◆ **Information shown**
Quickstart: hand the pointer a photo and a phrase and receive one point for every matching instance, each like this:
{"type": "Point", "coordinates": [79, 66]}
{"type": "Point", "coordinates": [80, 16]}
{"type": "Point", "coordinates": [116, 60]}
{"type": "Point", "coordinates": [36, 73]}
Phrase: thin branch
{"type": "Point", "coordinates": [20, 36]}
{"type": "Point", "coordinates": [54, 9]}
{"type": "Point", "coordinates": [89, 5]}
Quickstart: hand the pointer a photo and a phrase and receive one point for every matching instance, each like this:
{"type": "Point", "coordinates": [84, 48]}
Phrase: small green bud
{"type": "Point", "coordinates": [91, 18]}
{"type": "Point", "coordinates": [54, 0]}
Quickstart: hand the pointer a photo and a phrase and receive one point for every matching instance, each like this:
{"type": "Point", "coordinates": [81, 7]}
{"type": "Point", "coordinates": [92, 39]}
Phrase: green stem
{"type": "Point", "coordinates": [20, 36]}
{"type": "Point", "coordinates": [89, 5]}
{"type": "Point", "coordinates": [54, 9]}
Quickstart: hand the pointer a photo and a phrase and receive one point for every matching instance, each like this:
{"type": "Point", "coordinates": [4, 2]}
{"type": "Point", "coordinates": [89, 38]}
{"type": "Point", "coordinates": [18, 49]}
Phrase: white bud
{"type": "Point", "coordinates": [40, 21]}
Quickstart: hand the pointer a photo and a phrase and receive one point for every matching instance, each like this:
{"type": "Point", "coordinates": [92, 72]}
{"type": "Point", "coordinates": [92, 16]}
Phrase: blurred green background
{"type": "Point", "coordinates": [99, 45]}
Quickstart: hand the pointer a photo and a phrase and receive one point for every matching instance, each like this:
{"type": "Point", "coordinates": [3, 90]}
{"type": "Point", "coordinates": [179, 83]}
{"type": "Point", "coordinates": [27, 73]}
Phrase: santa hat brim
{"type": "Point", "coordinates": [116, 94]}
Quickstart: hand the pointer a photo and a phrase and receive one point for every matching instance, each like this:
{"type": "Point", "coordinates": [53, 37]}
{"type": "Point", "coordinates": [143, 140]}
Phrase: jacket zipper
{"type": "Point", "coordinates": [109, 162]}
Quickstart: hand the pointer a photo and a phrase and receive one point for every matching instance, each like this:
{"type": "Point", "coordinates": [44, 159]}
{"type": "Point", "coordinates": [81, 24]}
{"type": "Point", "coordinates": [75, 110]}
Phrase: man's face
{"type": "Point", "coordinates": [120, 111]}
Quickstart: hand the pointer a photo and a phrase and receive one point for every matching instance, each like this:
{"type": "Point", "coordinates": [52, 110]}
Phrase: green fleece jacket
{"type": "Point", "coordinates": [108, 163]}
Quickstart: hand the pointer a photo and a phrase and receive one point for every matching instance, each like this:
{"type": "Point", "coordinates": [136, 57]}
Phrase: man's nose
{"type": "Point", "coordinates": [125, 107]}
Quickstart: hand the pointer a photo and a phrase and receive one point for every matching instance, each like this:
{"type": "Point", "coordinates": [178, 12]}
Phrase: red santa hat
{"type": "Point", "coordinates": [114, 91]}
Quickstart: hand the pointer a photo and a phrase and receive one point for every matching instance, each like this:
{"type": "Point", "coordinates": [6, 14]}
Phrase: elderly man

◆ **To be done**
Copy out all of the data above, switching each "pointer" for "locator" and changing nothing else.

◆ **Worked answer**
Quickstart: hand the locator a photo and a phrase and receive one point for every matching instance, each like this:
{"type": "Point", "coordinates": [79, 66]}
{"type": "Point", "coordinates": [80, 16]}
{"type": "Point", "coordinates": [116, 60]}
{"type": "Point", "coordinates": [36, 73]}
Phrase: thin branch
{"type": "Point", "coordinates": [20, 36]}
{"type": "Point", "coordinates": [54, 9]}
{"type": "Point", "coordinates": [89, 5]}
Quickstart: hand the locator a photo and a phrase and receive one point for every matching instance, each like this:
{"type": "Point", "coordinates": [84, 48]}
Phrase: small green bud
{"type": "Point", "coordinates": [91, 18]}
{"type": "Point", "coordinates": [54, 0]}
Quickstart: hand the locator a photo and a phrase and receive one point for every matching instance, each like this:
{"type": "Point", "coordinates": [81, 7]}
{"type": "Point", "coordinates": [92, 39]}
Phrase: green stem
{"type": "Point", "coordinates": [20, 36]}
{"type": "Point", "coordinates": [89, 5]}
{"type": "Point", "coordinates": [54, 9]}
Quickstart: hand the locator a photo and a phrase and receive one point for every matching instance, each like this:
{"type": "Point", "coordinates": [4, 2]}
{"type": "Point", "coordinates": [89, 38]}
{"type": "Point", "coordinates": [18, 49]}
Phrase: white bud
{"type": "Point", "coordinates": [40, 21]}
Quickstart: hand the locator a photo and a phrase and receive one point for every matching instance, each like this:
{"type": "Point", "coordinates": [92, 72]}
{"type": "Point", "coordinates": [92, 16]}
Phrase: blurred green background
{"type": "Point", "coordinates": [99, 45]}
Quickstart: hand the locator a photo and a phrase and receive one point for every matching instance, each like this:
{"type": "Point", "coordinates": [3, 90]}
{"type": "Point", "coordinates": [179, 83]}
{"type": "Point", "coordinates": [27, 73]}
Phrase: santa hat brim
{"type": "Point", "coordinates": [116, 94]}
Quickstart: hand the locator a photo and a phrase and receive one point for every matching instance, each like this:
{"type": "Point", "coordinates": [53, 37]}
{"type": "Point", "coordinates": [143, 140]}
Phrase: jacket zipper
{"type": "Point", "coordinates": [109, 162]}
Quickstart: hand the locator a photo and a phrase and receive one point for every matching instance, each like this:
{"type": "Point", "coordinates": [44, 159]}
{"type": "Point", "coordinates": [81, 24]}
{"type": "Point", "coordinates": [75, 110]}
Phrase: man's face
{"type": "Point", "coordinates": [120, 111]}
Quickstart: hand the locator a photo and a phrase and receive one point for every matching instance, each like this:
{"type": "Point", "coordinates": [52, 110]}
Phrase: green fleece jacket
{"type": "Point", "coordinates": [108, 163]}
Quickstart: hand the locator a photo and a phrase and receive one point for every matching instance, each like this:
{"type": "Point", "coordinates": [136, 57]}
Phrase: man's nose
{"type": "Point", "coordinates": [125, 107]}
Quickstart: hand the locator a photo and a phrase and receive one point for every matching instance, each like this:
{"type": "Point", "coordinates": [178, 12]}
Phrase: red santa hat
{"type": "Point", "coordinates": [114, 91]}
Quickstart: hand the locator a photo and a phrase and receive one point for every matching instance, each like this:
{"type": "Point", "coordinates": [6, 14]}
Phrase: elderly man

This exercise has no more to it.